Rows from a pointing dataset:
= = = =

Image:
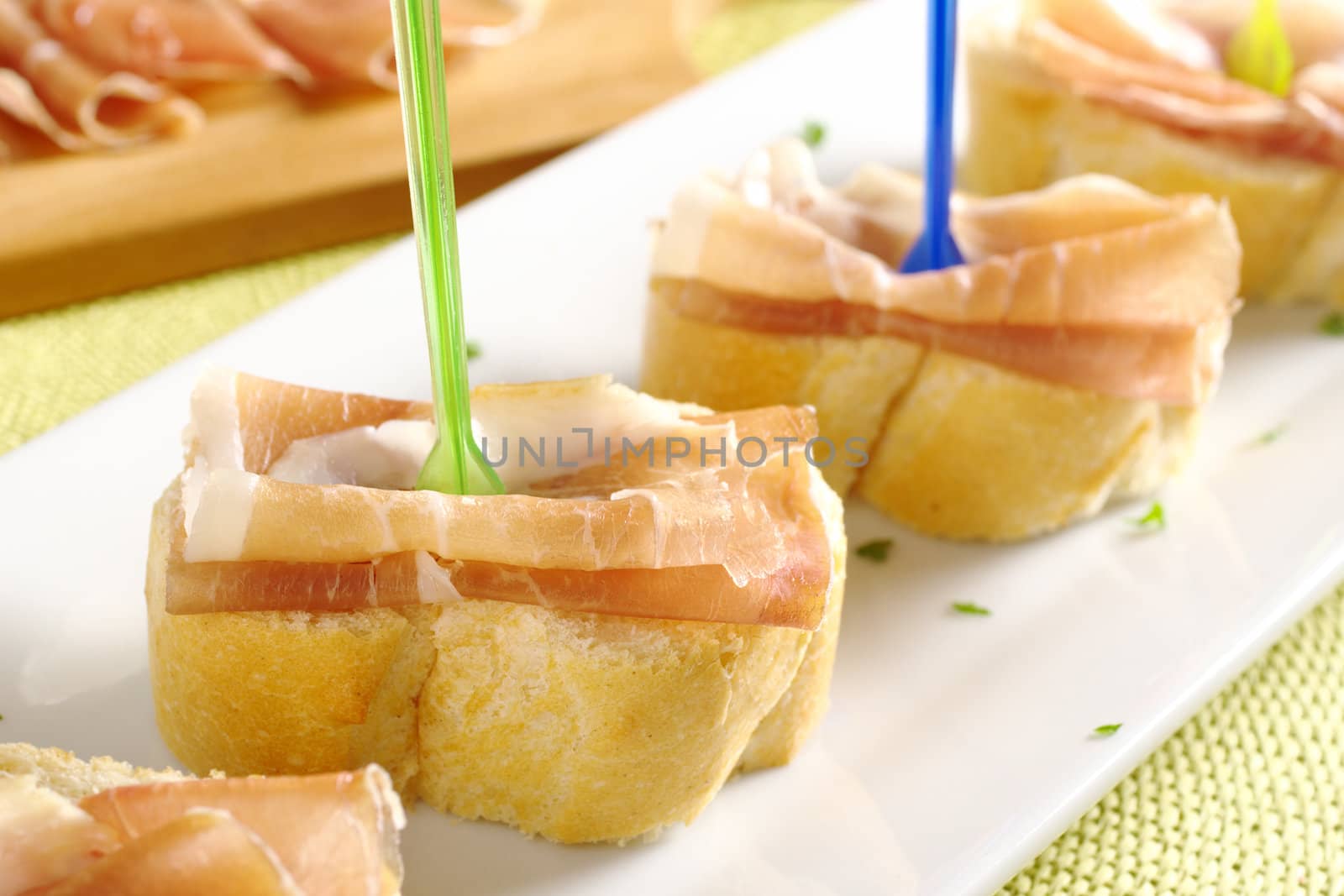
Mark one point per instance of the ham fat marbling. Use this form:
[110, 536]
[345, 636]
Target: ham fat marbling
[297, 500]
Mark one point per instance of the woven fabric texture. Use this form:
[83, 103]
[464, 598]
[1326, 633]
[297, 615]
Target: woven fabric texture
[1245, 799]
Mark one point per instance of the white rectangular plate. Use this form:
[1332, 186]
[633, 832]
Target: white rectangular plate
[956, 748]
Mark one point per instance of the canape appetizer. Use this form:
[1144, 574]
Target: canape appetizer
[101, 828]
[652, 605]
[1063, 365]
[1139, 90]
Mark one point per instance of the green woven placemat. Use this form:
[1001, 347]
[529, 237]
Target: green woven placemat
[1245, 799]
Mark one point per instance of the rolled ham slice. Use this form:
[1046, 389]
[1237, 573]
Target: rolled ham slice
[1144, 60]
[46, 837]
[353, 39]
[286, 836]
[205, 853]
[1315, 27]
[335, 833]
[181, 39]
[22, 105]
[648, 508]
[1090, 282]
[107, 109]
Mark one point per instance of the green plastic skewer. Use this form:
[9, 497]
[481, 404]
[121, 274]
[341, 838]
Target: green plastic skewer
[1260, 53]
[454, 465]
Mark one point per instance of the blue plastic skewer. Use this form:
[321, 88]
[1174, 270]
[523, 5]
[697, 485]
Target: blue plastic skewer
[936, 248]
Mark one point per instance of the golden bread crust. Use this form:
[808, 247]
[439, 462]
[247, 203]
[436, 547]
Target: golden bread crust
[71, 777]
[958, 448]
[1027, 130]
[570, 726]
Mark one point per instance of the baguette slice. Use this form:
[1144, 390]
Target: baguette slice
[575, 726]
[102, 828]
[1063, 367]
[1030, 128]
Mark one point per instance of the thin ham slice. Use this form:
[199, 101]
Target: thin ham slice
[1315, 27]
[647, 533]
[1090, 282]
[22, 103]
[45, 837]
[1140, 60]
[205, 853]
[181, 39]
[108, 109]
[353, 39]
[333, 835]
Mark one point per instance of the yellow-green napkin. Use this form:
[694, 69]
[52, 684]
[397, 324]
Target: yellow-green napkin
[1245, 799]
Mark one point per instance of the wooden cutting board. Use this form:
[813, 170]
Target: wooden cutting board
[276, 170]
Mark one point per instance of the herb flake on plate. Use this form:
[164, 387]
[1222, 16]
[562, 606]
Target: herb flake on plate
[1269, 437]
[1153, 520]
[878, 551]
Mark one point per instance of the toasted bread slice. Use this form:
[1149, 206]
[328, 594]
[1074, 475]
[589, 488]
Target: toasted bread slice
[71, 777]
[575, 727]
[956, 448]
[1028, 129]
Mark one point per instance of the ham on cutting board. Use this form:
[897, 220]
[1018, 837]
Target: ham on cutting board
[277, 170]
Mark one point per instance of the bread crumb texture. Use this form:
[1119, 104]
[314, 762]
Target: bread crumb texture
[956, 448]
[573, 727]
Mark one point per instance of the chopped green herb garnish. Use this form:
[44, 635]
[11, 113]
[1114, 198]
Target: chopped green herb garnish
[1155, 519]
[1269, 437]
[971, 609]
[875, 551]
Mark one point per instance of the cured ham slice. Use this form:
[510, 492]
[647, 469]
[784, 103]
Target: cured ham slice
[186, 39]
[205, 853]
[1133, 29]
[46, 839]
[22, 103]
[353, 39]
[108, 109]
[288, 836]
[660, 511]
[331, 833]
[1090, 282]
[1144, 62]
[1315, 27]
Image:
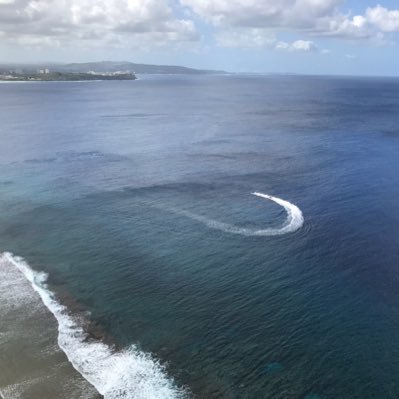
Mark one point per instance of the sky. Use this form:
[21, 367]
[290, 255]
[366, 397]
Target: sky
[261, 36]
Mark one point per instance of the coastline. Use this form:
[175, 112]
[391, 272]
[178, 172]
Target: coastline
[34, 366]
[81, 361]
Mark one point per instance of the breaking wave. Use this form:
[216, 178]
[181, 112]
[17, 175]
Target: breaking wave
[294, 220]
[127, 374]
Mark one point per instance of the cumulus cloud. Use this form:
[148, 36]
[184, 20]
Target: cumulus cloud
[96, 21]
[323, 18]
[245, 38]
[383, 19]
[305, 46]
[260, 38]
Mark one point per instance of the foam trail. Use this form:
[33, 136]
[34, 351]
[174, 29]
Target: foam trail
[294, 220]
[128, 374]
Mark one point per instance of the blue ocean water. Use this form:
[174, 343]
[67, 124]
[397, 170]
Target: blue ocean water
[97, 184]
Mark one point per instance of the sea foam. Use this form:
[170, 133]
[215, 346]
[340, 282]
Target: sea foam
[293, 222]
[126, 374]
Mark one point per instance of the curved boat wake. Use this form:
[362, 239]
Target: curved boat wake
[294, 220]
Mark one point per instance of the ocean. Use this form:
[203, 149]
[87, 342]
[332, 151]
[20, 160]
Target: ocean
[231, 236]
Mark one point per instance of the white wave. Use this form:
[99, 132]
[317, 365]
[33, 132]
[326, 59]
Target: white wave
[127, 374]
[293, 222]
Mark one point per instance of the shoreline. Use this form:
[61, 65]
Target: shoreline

= = = =

# Task prompt
Please recast every line of the data above as a numbered list, leaving out blank lines and the pictures.

# Result of the task
1. Image:
2. Mark one point per instance of the ham fat marbling. Use this form:
3. [110, 536]
4. [345, 636]
5. Target: ham fat marbling
6. [297, 500]
7. Mark one point per instance of the woven fabric texture. Use this form:
8. [83, 103]
9. [464, 598]
10. [1326, 633]
11. [297, 615]
12. Target: woven fabric texture
13. [1245, 799]
14. Mark one point per instance of the white rectangular plate. Use this form:
15. [1332, 186]
16. [633, 832]
17. Target: white rectangular plate
18. [956, 748]
19. Mark one point per instance of the canape appetizer. Use this form:
20. [1144, 574]
21. Target: canape appetizer
22. [101, 828]
23. [652, 605]
24. [1063, 365]
25. [1139, 90]
26. Mark one point per instance of the green woven placemat. Use this form:
27. [1001, 347]
28. [529, 237]
29. Target: green woven placemat
30. [1245, 799]
31. Mark one point per instance of the rolled ham slice. Use this form:
32. [1046, 389]
33. [1237, 573]
34. Target: rolled ham slice
35. [1144, 60]
36. [46, 837]
37. [353, 39]
38. [286, 836]
39. [205, 853]
40. [1315, 27]
41. [335, 833]
42. [181, 39]
43. [22, 105]
44. [648, 508]
45. [1090, 282]
46. [107, 109]
47. Mark one point per instance of the green plastic skewer. Use this form:
48. [9, 497]
49. [481, 404]
50. [121, 274]
51. [341, 838]
52. Target: green plastic skewer
53. [1260, 53]
54. [454, 465]
55. Mark one point per instance of the blue plastic skewer. Use this form:
56. [321, 88]
57. [1174, 270]
58. [523, 5]
59. [697, 485]
60. Target: blue plastic skewer
61. [936, 248]
62. Mark one point per instance of the golden bread crust. Use this form:
63. [808, 247]
64. [439, 462]
65. [247, 203]
66. [436, 547]
67. Target: golden bread crust
68. [71, 777]
69. [958, 448]
70. [1027, 130]
71. [570, 726]
72. Mark one point per instance of the baguette slice. Use this form:
73. [1144, 390]
74. Target: baguette slice
75. [575, 726]
76. [102, 828]
77. [1063, 367]
78. [1030, 128]
79. Mark one point per instance of the thin ham slice. Use this form:
80. [199, 101]
81. Target: thin ham slice
82. [1315, 27]
83. [647, 533]
84. [1090, 282]
85. [22, 103]
86. [45, 837]
87. [1140, 60]
88. [205, 853]
89. [181, 39]
90. [108, 109]
91. [353, 39]
92. [333, 835]
93. Mark one point per instance of the yellow-green napkin. Use this form:
94. [694, 69]
95. [52, 684]
96. [397, 324]
97. Target: yellow-green napkin
98. [1245, 799]
99. Mark one point per instance of the wooden cutting board. Use this form:
100. [813, 170]
101. Target: wooden cutting board
102. [276, 170]
103. Mark one point per instance of the herb flake on plate. Use this form:
104. [164, 387]
105. [1222, 16]
106. [562, 606]
107. Target: herb flake on plate
108. [1269, 437]
109. [1153, 520]
110. [878, 551]
111. Mark one point per instance of the toasted bread slice. Use this form:
112. [1149, 206]
113. [328, 594]
114. [1074, 475]
115. [589, 488]
116. Target: toasted bread slice
117. [71, 777]
118. [575, 727]
119. [956, 448]
120. [1028, 129]
121. Mark one point per instance of the ham on cutting board. Use this form:
122. [897, 220]
123. [1018, 837]
124. Target: ham on cutting board
125. [277, 170]
126. Mark one point per instance of the bread crumb texture. Use this form:
127. [1119, 104]
128. [314, 762]
129. Target: bread crumb texture
130. [956, 448]
131. [573, 727]
132. Mark one point per instance of the chopped green herb garnish. Use this form:
133. [44, 635]
134. [11, 113]
135. [1114, 198]
136. Target: chopped green herb garnish
137. [1155, 519]
138. [1269, 437]
139. [971, 609]
140. [875, 551]
141. Mark one point per instance of the cured ham slice. Use this form:
142. [510, 492]
143. [647, 469]
144. [784, 103]
145. Target: cured ham slice
146. [186, 39]
147. [205, 853]
148. [1133, 29]
149. [46, 839]
150. [22, 103]
151. [353, 39]
152. [108, 109]
153. [288, 836]
154. [660, 511]
155. [331, 833]
156. [1090, 282]
157. [1144, 62]
158. [1315, 27]
159. Image:
160. Mark one point per instance of the sky. Use this form:
161. [21, 367]
162. [290, 255]
163. [366, 397]
164. Target: sky
165. [261, 36]
166. Mark one point per instance of the coastline. Use this form:
167. [175, 112]
168. [391, 272]
169. [178, 172]
170. Target: coastline
171. [34, 366]
172. [81, 361]
173. Mark one point per instance of the breaking wave. Use this form:
174. [216, 178]
175. [181, 112]
176. [17, 175]
177. Target: breaking wave
178. [294, 220]
179. [127, 374]
180. Mark one point per instance of the cumulus cloud. Use this form:
181. [148, 36]
182. [184, 20]
183. Target: cumulus cloud
184. [96, 21]
185. [323, 18]
186. [245, 38]
187. [383, 19]
188. [305, 46]
189. [260, 38]
190. Mark one point per instance of the foam trail. Use this form:
191. [33, 136]
192. [34, 351]
193. [174, 29]
194. Target: foam trail
195. [294, 220]
196. [128, 374]
197. Mark one point per instance of the blue ocean water. Use this form:
198. [174, 343]
199. [67, 124]
200. [397, 170]
201. Target: blue ocean water
202. [97, 184]
203. Mark one point per instance of the sea foam. Use this form:
204. [170, 133]
205. [215, 346]
206. [340, 282]
207. Target: sea foam
208. [293, 222]
209. [126, 374]
210. Mark one point per instance of the curved boat wake. Use this form:
211. [362, 239]
212. Target: curved boat wake
213. [294, 220]
214. Mark one point per instance of the ocean. Use this form:
215. [203, 149]
216. [87, 342]
217. [332, 151]
218. [20, 160]
219. Target: ocean
220. [231, 236]
221. Mark one point per instance of the white wave. Use this form:
222. [99, 132]
223. [317, 365]
224. [33, 132]
225. [326, 59]
226. Target: white wave
227. [127, 374]
228. [293, 222]
229. Mark one point per instance of the shoreline. Use this form:
230. [61, 65]
231. Target: shoreline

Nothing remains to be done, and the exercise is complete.